- Medical device company ev3 has agreed to plead guilty to charges related to a neurovascular device, Onyx Liquid Embolic System, which federal prosecutors say the company marketed for "unapproved and potentially dangerous" uses between 2005 and 2009. Medtronic acquired the company in 2015.
- A Department of Justice release Tuesday said that ev3 sales representatives encouraged surgeons to use Onyx in large quantities outside the brain though the device was solely approved by the FDA for use inside the brain.
- The company has accordingly agreed to pay $17.9 million total — a criminal fine of $11.9 million and a forfeiture of $6 million.
FDA approved ev3's Onyx Liquid Embolic System in 2005, which DOJ described as "a liquid embolization device that is surgically injected into blood vessels to block blood flow to arteriovenous malformations in the brain."
Sales reps allegedly attended surgical procedures and instructed physicians on unapproved uses of the device. More broadly, ev3's management also reportedly set up organizational trainings and incentives for sales reps to promote Onyx for unapproved uses.
Prosecutors said that members of ev3's sales team continued the illegal conduct in spite of concerns raised by FDA officials in 2008 regarding use of Onyx outside the brain. FDA officials told ev3 executives that a study would be required to gain approval for uses of Onyx outside the brain, which ev3 did not pursue.
ev3 was acquired by Covidien in 2010, which was picked up by Medtronic in 2015. The criminal conduct at ev3 took place more than five years before medical device behemoth Medtronic acquired the company.

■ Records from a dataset

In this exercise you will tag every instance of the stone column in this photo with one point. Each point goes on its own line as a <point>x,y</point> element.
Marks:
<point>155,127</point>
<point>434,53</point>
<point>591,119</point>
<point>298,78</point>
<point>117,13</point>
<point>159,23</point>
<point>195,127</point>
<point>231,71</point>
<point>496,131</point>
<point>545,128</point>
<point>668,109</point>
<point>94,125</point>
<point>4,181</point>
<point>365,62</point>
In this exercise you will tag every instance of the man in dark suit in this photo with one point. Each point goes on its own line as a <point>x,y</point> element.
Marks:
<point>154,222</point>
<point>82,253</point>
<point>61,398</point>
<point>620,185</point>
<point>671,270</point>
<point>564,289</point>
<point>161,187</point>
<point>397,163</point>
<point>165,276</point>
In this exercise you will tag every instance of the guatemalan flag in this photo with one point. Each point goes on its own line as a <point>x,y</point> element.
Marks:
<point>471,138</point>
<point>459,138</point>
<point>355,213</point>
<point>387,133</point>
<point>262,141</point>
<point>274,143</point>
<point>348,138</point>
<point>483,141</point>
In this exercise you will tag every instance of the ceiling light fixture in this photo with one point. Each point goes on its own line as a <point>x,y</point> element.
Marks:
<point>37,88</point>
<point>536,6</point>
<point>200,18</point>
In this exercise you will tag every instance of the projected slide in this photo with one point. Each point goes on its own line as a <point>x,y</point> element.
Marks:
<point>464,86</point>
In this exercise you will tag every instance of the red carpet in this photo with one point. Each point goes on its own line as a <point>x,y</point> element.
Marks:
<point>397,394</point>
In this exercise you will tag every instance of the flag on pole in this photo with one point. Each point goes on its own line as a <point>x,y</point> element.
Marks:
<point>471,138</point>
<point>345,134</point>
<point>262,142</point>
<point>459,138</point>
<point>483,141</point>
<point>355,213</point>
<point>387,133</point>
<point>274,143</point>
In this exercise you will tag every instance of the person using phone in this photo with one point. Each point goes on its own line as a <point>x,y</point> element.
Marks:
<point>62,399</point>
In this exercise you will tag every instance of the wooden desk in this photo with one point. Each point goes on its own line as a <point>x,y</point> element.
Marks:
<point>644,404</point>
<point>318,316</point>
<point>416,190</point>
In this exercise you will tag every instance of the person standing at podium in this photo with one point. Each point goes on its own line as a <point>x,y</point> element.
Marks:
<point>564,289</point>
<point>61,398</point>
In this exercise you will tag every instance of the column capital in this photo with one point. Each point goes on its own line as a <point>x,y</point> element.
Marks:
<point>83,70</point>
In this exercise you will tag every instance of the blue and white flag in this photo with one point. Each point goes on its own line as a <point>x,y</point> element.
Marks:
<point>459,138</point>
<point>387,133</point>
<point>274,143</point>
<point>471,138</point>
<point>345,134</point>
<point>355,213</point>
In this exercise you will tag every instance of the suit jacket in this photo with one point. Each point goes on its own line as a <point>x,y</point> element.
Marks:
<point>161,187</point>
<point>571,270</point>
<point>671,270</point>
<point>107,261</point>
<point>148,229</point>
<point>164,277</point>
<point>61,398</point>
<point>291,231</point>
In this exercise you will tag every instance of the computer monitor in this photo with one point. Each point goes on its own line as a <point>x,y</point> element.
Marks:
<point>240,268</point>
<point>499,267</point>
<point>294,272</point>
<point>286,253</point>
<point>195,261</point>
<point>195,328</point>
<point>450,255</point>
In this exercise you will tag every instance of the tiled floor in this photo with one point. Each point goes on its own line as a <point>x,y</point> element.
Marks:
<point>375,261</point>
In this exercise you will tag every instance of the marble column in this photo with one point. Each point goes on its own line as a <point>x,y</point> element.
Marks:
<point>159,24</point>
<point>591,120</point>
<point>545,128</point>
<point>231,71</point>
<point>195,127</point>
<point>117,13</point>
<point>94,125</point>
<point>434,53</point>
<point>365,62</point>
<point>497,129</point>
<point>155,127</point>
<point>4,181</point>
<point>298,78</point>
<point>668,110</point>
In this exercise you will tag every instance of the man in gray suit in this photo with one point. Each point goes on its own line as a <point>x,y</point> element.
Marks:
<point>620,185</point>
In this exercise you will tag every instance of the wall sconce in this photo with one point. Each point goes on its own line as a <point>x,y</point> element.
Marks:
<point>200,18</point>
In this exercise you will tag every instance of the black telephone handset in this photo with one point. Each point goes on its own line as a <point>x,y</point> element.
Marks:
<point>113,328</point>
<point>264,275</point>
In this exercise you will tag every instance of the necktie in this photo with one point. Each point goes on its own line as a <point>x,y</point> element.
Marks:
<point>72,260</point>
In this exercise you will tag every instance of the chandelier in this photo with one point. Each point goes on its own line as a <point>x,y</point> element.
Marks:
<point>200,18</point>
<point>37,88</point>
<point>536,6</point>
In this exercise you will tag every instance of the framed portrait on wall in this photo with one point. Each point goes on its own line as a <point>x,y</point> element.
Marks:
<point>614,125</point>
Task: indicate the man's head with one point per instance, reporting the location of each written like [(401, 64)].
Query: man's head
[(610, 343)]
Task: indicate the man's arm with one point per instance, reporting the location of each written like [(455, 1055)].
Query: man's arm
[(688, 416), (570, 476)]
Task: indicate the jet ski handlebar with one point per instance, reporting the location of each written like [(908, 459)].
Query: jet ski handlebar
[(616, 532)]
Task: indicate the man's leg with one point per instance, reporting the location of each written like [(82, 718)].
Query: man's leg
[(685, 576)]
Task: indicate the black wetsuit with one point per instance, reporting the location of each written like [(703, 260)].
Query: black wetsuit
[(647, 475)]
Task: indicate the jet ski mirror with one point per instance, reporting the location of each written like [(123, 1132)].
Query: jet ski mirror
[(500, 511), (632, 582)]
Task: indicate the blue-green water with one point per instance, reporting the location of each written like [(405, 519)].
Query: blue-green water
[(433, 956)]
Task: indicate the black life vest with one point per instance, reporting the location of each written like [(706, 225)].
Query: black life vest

■ Work task A
Answer these from the ev3 article:
(i) What total amount has the company agreed to pay?
(ii) In what year did the FDA approve the Onyx Liquid Embolic System?
(iii) Which company acquired ev3 in 2010?
■ Work task B
Output everything in the ev3 article from "FDA approved ev3's" down to "for unapproved uses.".
■ Work task C
Go on with the article on ev3 and the Onyx device from where it stops.

■ Expected answer A
(i) $17.9 million
(ii) 2005
(iii) Covidien

■ Expected answer B
FDA approved ev3's Onyx Liquid Embolic System in 2005, which DOJ described as "a liquid embolization device that is surgically injected into blood vessels to block blood flow to arteriovenous malformations in the brain."
Sales reps allegedly attended surgical procedures and instructed physicians on unapproved uses of the device. More broadly, ev3's management also reportedly set up organizational trainings and incentives for sales reps to promote Onyx for unapproved uses.

■ Expected answer C
DOJ pointed out that while Medtronic played no role in the criminal conduct, the medtech giant has "agreed to implement new compensation structures to ensure the sales force responsible for marketing Onyx is not incentivized to sell the device for unapproved uses." Medtronic will also conduct compliance monitoring related to the sales and marketing of Onyx.
FDA Commissioner Scott Gottlieb used the DOJ announcement to tout work by the agency's Office of Criminal Investigations.
"When manufacturers ignore the FDA's regulatory authority, they undermine these crucial assurances and put lives at risk," FDA Commissioner Scott Gottlieb said in a statement.
Gottlieb said investigations such as the one into ev3 are part of FDA's broader postmarket device safety goals, as outlined in the agency's Medical Device Safety Action Plan.
"The FDA is also committed to fully implementing a new active surveillance system that will enable the agency to harness real-world evidence from medical records and patient registries to more swiftly identify device safety issues and enable more informed decision-making," he said.